Directions for this task
Reproduce the records exactly.

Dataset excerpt
—————
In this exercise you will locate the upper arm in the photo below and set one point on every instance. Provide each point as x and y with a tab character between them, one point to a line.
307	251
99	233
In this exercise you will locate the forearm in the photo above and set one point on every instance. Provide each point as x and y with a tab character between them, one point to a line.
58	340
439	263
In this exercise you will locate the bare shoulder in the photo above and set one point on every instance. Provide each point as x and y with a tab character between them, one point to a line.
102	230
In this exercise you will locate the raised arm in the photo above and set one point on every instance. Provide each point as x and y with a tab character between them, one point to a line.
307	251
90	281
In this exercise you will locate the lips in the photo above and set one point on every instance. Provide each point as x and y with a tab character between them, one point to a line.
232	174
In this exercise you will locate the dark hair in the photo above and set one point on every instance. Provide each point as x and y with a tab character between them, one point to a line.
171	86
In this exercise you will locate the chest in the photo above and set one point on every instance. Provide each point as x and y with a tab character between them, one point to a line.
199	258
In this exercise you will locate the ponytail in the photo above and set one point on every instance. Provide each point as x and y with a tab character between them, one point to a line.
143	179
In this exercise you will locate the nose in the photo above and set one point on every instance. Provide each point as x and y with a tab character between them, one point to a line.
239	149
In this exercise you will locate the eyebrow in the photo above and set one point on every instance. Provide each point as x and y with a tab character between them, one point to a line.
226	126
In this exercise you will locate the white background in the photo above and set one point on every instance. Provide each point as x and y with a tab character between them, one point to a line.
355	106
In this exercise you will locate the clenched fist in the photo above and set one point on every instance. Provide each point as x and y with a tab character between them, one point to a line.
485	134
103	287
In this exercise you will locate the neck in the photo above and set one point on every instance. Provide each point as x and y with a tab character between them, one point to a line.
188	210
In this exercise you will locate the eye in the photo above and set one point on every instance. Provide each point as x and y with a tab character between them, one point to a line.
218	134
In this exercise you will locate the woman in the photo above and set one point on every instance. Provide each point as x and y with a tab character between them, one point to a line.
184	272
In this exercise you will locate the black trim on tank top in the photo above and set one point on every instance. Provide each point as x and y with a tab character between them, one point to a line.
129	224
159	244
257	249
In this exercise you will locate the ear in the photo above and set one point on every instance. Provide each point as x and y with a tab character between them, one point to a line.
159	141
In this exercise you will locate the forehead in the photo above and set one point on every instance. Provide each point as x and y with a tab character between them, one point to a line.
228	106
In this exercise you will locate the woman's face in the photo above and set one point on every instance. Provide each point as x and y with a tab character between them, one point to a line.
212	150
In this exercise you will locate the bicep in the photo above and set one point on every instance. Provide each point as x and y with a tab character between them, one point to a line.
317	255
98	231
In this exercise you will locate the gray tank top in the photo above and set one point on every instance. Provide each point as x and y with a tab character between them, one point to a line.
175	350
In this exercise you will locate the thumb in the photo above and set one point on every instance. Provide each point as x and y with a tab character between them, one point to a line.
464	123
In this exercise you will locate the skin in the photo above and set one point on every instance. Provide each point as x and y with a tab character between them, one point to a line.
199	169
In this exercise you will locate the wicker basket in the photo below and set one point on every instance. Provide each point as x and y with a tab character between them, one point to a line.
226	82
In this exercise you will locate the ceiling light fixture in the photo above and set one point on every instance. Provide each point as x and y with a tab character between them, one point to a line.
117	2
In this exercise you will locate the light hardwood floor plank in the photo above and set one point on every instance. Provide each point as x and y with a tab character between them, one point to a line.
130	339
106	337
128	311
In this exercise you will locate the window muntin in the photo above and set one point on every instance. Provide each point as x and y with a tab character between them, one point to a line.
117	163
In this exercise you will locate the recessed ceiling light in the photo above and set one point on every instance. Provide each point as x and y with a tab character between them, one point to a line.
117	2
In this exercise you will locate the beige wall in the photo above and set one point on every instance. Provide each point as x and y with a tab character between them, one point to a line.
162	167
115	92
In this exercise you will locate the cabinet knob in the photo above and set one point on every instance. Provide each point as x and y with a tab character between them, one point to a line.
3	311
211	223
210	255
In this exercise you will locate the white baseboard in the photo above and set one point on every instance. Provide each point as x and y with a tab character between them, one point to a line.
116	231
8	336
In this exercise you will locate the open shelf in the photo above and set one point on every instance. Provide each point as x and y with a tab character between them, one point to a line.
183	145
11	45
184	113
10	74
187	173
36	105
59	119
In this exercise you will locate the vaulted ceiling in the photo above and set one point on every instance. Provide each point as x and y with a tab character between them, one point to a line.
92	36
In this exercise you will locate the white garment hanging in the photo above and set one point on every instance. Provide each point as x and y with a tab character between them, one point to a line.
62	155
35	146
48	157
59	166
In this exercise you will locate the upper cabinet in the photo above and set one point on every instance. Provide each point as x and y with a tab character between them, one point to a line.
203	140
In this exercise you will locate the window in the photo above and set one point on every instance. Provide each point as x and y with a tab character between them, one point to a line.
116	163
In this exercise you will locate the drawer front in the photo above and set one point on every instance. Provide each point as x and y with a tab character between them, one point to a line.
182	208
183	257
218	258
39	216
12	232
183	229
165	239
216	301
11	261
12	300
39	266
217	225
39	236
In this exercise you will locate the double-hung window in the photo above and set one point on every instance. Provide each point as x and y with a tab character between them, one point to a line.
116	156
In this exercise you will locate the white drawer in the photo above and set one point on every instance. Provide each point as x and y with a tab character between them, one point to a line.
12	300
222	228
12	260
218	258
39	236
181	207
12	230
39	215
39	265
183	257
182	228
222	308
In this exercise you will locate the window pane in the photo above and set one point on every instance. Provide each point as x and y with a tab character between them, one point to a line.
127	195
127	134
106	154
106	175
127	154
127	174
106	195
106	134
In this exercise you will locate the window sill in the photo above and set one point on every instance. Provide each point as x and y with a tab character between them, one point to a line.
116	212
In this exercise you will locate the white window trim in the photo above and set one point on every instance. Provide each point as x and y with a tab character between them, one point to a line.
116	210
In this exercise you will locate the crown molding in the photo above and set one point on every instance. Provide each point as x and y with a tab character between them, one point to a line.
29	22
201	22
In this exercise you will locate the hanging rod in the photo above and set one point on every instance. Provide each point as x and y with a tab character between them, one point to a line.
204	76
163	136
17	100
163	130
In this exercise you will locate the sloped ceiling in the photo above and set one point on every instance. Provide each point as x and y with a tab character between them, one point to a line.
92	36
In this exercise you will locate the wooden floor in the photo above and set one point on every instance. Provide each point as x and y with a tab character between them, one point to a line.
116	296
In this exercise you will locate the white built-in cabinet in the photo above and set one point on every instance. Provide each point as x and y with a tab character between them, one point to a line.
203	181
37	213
—————
Exercise output
In this exercise you will locate the upper arm in the photo below and set one point on every instance. Provide each point as x and y with a tab character between them, one point to a line.
307	251
99	233
In this exercise you will locate the forearm in the photo above and set one point on every instance. Provide each point as x and y with a tab character between them, one point to a line.
58	340
439	263
In this exercise you will locate the bare shoulder in the photo above and set one point on every instance. Provide each point as x and y with a tab character between them, one point to a line.
102	230
In this exercise you will locate the raised arm in the photo above and set one point on every instance. Provide each point as x and y with a tab character between them, one point to a line.
307	251
90	281
In this exercise you will locate the lips in the photo above and set one point on every instance. Provide each point as x and y with a tab character between them, one point to a line.
232	174
In this exercise you will locate the dark hair in the photo above and set one point on every instance. Provide each point as x and y with a tab character between them, one point to a line.
171	86
In this exercise you will locate the chest in the photo above and set one point on every instance. Provide each point as x and y with a tab character between them, one point to a line.
199	258
In this exercise you will locate the ponytail in the photo above and set one point on every instance. Provide each point as x and y with a tab character between them, one point to a line.
143	179
In this exercise you will locate the nose in the photo above and set one point on every instance. Provide each point as x and y with a tab character between them, one point to a line.
239	149
In this exercise you will locate the eyebrow in the photo above and set one point on every instance. Provide each point as x and y with a tab character between them, one point to a line.
226	126
In this exercise you will locate the white background in the photo above and set one point on every instance. Provide each point as x and y with a tab character between them, one point to a line.
355	106
In this exercise you will locate the clenched fist in the photo above and set one point on every instance. Provide each point as x and y with a tab character between them, one point to a line.
485	134
103	287
In this exercise you will locate the neck in the photo above and set one point on every instance. Provide each point as x and y with a tab character between them, one point to a line.
188	210
In this exercise you will locate the eye in the photo above and set one point on every instance. Provide each point as x and y with a tab character between them, one point to a line.
218	134
In this exercise you will locate the woman in the photo above and set one point on every instance. Provide each point as x and y with a tab character between them, one point to a line.
184	272
In this exercise you will locate the black trim on tank top in the photo above and set one point on every instance. Provide each point as x and y with a tab character between them, one point to a line.
129	224
159	244
257	249
In this exercise you will locate the ear in the photo above and set one point on every instance. Provide each point as x and y with a tab character between them, one point to a line.
159	141
In this exercise you will locate the forehead in the photo above and set one point on every instance. Provide each point as x and y with a tab character between them, one point to a line.
228	106
In this exercise you will locate the woman's face in the photo above and set one point on every instance. Provide each point as x and y with a tab character between them, one point to a line.
212	150
In this exercise you will locate the bicep in the photo above and set one point on every instance. Provide each point as x and y with a tab character between them, one point to a line.
317	255
98	231
In this exercise you will locate the gray tank top in the photo above and set one point on every instance. Provide each point as x and y with a tab character between them, one point to a line.
175	350
In this exercise you will locate the thumb in the photo above and set one point on every instance. Provide each point as x and y with a tab character between them, one point to a line.
464	123
In this exercise you will locate the skin in the photo above and set one point on every instance. Provide each point as x and y with a tab character between them, one point to a line.
199	169
In this exercise you will locate the wicker basket in the photo below and set one point on every instance. Provide each point as x and y with a tab character between them, one point to a line.
226	82
In this exercise you will locate the ceiling light fixture in the photo above and set one point on every instance. Provide each point as x and y with a tab character between them, one point to a line.
117	2
In this exercise you will locate the light hardwood floor plank in the photo above and set one point on every instance. Provide each point as x and y with a tab character between them, one point to a line.
130	339
106	337
128	311
In this exercise you will locate the window muntin in the photo above and set one point on every instance. Provide each point as x and y with a tab character between them, one point to a line.
117	163
In this exercise you will locate the recessed ceiling light in the photo above and set one point on every instance. Provide each point as x and y with a tab character between them, one point to a line.
117	2
In this exercise you will locate the beige wall in the photo above and set one point on every instance. Provide each point as x and y with a tab character between them, one point to a line.
162	167
115	92
In this exercise you will locate the cabinet knob in the photo above and set one point on every instance. Provide each point as x and y with a tab character between them, one point to a line.
3	311
211	223
210	255
In this exercise you will locate the white baseboard in the photo above and set one point on every instance. Provide each point as x and y with a tab character between them, one point to a line.
116	231
8	336
In this exercise you will locate the open shelf in the photo above and set one point on every instance. Provide each point as x and y with a tab character between them, one point to a line.
183	145
11	45
184	113
10	74
187	173
36	105
59	119
In this exercise you will locate the vaulted ceiling in the photo above and set one point on every instance. Provide each point as x and y with a tab character between them, one point to a line.
92	36
In this exercise you will locate the white garment hanging in the photo above and set one point on every instance. Provide each point as x and y with a tab character between them, one point to a line.
62	155
35	146
48	157
59	166
In this exercise you will locate the upper cabinet in the photo above and set one point on every instance. Provide each point as x and y with a tab character between them, one point to a line.
203	140
In this exercise you will locate the window in the photo above and set one point on every instance. Provide each point as x and y with a tab character between them, one point to a line.
116	163
In this exercise you will locate the drawer front in the photo above and set one point on every instance. Provide each point as x and y with a tab character between them, one point to a line.
182	208
183	257
218	258
39	216
12	232
183	229
165	239
216	301
11	261
12	300
39	266
217	225
39	236
In this exercise you will locate the double-hung window in the photo above and set one point on every instance. Provide each point as x and y with a tab character between them, one point to a line.
116	156
In this exercise you will locate the white drawer in the photo above and set one point on every instance. Provide each point as x and y with a tab character between them, one point to a line.
12	300
222	228
12	260
218	258
39	236
181	207
12	230
39	215
39	265
183	257
182	228
222	308
In this exercise you will locate the window pane in the photo above and set one point on every instance. Provide each point as x and y with a tab character between them, one point to a line.
127	195
127	134
106	154
106	175
127	154
127	174
106	195
106	134
In this exercise you will locate the window sill in the photo above and set one point on every instance. Provide each point as x and y with a tab character between them, one point to a line.
116	212
In this exercise you will locate the white window trim in the photo above and set one point on every instance. Provide each point as x and y with a tab character between them, one point to a line.
116	210
In this exercise you will locate the crown molding in the photo above and set one point on every instance. Provide each point as x and y with a tab character between them, one point to a line.
29	22
201	22
In this exercise you will locate the hanging rod in the photo above and set one point on every instance. Provide each point as x and y with a tab character between them, one point to a line.
204	76
163	136
17	100
163	130
In this exercise you will locate the sloped ceiling in the photo above and set one point on every instance. Provide each point as x and y with a tab character between them, one point to a line.
92	36
In this exercise you will locate the wooden floor in the photo above and set one point on every instance. Provide each point as x and y with a tab character between them, one point to a line.
116	296
In this exercise you will locate the white built-in cabinet in the photo above and set one point on every instance. Provide each point as x and y with a tab character between them, one point to a line.
203	181
37	213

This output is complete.